Task directions:
Reproduce the lines of the listing below without change, from the line holding "crust bottom layer." through the end of the listing, inclusive.

Supplied material:
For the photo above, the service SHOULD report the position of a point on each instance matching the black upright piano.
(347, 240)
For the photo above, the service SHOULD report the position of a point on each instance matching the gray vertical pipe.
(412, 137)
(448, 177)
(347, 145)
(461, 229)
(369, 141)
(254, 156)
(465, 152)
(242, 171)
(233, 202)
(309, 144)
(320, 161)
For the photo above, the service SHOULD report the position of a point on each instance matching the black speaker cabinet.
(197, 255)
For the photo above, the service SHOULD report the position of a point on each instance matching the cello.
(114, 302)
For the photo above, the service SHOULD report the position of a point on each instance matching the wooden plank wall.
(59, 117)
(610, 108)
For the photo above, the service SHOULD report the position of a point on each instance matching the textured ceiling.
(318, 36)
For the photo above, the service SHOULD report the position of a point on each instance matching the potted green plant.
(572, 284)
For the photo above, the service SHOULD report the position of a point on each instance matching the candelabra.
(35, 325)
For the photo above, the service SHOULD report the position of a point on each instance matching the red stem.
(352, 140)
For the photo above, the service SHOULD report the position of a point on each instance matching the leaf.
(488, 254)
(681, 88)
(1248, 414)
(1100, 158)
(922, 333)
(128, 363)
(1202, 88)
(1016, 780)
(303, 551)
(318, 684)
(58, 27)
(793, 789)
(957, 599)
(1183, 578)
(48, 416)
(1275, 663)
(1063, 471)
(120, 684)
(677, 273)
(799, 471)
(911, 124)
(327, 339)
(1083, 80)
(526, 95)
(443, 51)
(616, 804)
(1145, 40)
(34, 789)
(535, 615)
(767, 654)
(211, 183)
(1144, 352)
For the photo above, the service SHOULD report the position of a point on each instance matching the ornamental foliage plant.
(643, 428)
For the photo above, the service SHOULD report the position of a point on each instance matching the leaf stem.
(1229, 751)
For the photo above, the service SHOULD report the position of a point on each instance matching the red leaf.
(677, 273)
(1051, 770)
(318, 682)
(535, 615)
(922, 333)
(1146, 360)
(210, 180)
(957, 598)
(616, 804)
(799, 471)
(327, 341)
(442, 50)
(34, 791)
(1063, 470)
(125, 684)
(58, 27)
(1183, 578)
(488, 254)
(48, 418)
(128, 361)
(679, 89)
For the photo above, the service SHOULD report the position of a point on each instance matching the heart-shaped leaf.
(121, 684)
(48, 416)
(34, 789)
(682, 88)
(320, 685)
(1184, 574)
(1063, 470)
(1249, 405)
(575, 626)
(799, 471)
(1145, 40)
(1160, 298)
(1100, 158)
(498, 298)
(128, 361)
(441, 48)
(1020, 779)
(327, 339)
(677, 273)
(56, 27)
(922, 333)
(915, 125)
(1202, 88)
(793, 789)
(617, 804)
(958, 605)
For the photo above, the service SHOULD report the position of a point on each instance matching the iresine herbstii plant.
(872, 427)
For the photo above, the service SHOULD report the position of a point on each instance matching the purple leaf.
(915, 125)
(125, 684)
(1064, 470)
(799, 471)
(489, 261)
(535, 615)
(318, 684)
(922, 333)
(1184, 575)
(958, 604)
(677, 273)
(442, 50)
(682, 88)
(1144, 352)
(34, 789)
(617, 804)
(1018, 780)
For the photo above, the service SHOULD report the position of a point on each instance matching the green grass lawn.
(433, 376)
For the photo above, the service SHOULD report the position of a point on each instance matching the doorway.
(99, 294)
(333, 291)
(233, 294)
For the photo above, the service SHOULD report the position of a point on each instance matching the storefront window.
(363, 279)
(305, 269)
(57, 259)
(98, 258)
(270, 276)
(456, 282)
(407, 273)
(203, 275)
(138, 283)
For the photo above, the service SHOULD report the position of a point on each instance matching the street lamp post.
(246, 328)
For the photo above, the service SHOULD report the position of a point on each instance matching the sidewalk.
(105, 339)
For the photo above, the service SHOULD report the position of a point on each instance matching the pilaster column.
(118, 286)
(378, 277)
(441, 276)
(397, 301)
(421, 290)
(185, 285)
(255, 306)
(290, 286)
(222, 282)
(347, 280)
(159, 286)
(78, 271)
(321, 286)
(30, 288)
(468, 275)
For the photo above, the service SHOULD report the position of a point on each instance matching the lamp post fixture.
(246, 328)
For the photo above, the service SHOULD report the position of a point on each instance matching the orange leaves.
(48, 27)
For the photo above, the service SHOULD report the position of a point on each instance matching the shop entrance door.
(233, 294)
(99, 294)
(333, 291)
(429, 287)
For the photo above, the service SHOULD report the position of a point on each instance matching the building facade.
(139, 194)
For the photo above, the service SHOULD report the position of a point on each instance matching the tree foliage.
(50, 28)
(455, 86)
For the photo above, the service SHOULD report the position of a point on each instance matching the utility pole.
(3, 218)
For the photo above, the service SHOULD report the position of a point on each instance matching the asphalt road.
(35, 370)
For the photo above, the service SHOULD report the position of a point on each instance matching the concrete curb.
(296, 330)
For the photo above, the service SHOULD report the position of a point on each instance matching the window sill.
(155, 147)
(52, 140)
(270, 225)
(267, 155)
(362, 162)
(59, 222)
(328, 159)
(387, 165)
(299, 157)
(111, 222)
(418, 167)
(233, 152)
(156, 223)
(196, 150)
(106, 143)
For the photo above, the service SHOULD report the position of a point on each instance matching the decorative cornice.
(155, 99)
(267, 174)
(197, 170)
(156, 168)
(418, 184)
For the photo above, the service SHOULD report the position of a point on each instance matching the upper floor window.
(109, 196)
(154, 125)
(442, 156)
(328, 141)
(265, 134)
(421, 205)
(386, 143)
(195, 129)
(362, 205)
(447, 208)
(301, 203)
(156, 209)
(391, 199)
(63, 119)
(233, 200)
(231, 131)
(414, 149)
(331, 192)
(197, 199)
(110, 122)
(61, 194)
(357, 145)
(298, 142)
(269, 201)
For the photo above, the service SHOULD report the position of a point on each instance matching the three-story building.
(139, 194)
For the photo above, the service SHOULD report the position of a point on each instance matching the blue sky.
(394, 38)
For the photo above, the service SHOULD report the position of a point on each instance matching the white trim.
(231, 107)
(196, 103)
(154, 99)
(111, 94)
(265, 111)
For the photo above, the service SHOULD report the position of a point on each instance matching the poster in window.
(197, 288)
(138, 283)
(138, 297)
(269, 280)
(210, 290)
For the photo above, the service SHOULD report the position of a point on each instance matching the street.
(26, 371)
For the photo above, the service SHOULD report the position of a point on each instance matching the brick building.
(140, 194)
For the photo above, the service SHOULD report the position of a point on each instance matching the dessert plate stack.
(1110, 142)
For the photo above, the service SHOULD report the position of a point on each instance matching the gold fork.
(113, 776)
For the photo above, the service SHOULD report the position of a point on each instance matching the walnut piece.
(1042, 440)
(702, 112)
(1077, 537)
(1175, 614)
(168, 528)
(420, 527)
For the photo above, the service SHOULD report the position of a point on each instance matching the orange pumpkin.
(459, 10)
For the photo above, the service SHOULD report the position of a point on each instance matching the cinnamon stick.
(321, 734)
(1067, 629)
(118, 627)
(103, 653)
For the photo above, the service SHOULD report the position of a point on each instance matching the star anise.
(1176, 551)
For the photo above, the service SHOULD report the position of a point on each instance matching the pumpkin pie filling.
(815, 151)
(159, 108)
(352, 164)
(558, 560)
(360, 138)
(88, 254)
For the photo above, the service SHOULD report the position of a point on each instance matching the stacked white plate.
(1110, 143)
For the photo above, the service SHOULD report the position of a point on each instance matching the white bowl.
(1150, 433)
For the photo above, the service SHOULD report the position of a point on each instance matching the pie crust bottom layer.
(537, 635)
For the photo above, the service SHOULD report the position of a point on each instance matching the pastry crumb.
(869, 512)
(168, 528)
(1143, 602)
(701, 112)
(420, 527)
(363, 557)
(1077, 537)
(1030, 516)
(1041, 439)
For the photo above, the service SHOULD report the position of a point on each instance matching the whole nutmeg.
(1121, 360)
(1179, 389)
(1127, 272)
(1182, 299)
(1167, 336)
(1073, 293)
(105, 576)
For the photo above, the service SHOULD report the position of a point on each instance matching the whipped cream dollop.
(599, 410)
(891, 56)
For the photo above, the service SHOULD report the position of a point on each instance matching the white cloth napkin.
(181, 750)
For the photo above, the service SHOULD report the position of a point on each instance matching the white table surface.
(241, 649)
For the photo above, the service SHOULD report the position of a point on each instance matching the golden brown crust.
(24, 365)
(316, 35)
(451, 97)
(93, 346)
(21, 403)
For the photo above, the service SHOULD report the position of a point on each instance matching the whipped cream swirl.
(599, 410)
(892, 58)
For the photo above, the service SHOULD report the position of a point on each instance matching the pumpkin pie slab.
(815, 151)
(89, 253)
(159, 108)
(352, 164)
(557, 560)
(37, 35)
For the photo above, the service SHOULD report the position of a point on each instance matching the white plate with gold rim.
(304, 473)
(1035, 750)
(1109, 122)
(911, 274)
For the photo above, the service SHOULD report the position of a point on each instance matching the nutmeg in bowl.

Task result:
For the photo above, the service SHOULD report the position of a point on each instance matching the pie crust bottom layer.
(537, 635)
For the photo above, the service SHOULD report the position of a point on each instance matching the pastry crumb.
(869, 512)
(168, 528)
(1143, 602)
(701, 112)
(420, 527)
(363, 557)
(1077, 537)
(1030, 516)
(1041, 439)
For the photo above, the service SHOULD report the position of a point on each instance matching the whole nutmeg.
(1121, 360)
(1179, 389)
(1127, 272)
(1182, 299)
(1167, 336)
(1073, 293)
(105, 576)
For the photo above, the service SHOULD report the position of a point on each instance matching the whipped cream dollop.
(599, 410)
(891, 56)
For the photo above, the service SHOULD report the position of a point on each instance matching the white cloth napkin.
(181, 750)
For the photo above, the service SHOULD report the position of a point on each instance matching the white table surface.
(241, 649)
For the photo above, the service SHOULD report the position of a point on each instance matching the golden brown crust.
(24, 365)
(316, 35)
(451, 97)
(93, 346)
(21, 403)
For the photo above, the service SHOULD report the position of a point on each instance matching the whipped cream swirl.
(599, 410)
(892, 58)
For the photo above, the service SHOULD report the position of a point on each instance matching the pumpkin pie slab.
(815, 151)
(89, 253)
(159, 108)
(352, 164)
(557, 560)
(37, 35)
For the photo above, the service SHOULD report the position of a point on each instance matching the white plate with gold rim.
(304, 473)
(1035, 750)
(1109, 122)
(911, 274)
For the photo above, the service SHOULD report the position of a point on each instance matching the nutmeg in bowl.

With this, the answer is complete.